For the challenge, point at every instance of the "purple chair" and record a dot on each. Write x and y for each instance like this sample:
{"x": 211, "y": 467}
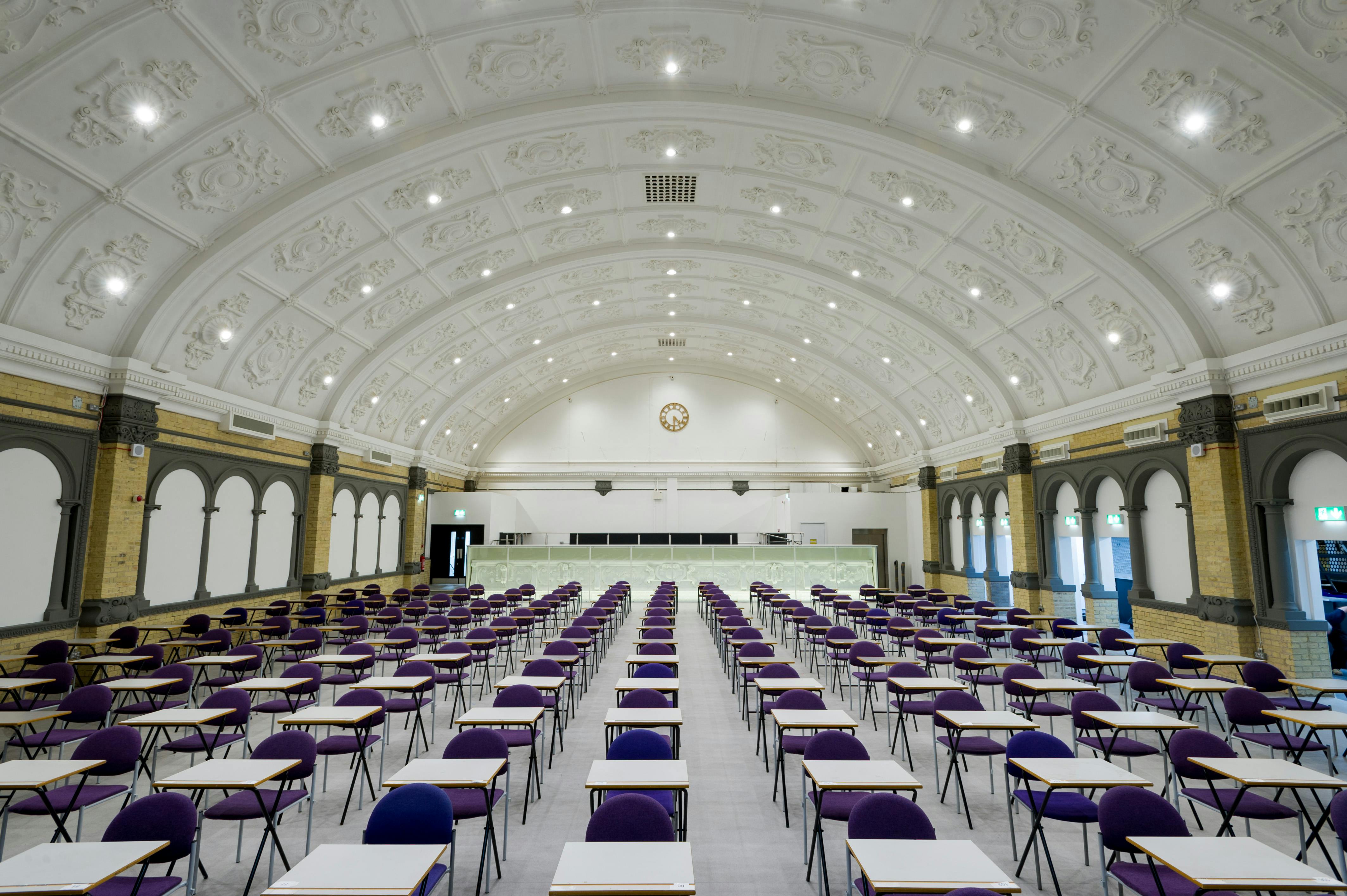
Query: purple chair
{"x": 172, "y": 817}
{"x": 244, "y": 806}
{"x": 832, "y": 805}
{"x": 630, "y": 818}
{"x": 1197, "y": 744}
{"x": 415, "y": 814}
{"x": 356, "y": 746}
{"x": 1055, "y": 805}
{"x": 119, "y": 748}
################
| Exercise brief |
In the copy, no pictures should appear; the records themselves must be repeated exactly.

| Finished exercise |
For the challenge, point at every instance of the "purple chair" and record a dot on each. Write x and y for each instance like this sample:
{"x": 211, "y": 467}
Query: purple chair
{"x": 172, "y": 817}
{"x": 244, "y": 806}
{"x": 832, "y": 805}
{"x": 630, "y": 818}
{"x": 1197, "y": 744}
{"x": 415, "y": 814}
{"x": 356, "y": 746}
{"x": 1055, "y": 805}
{"x": 119, "y": 748}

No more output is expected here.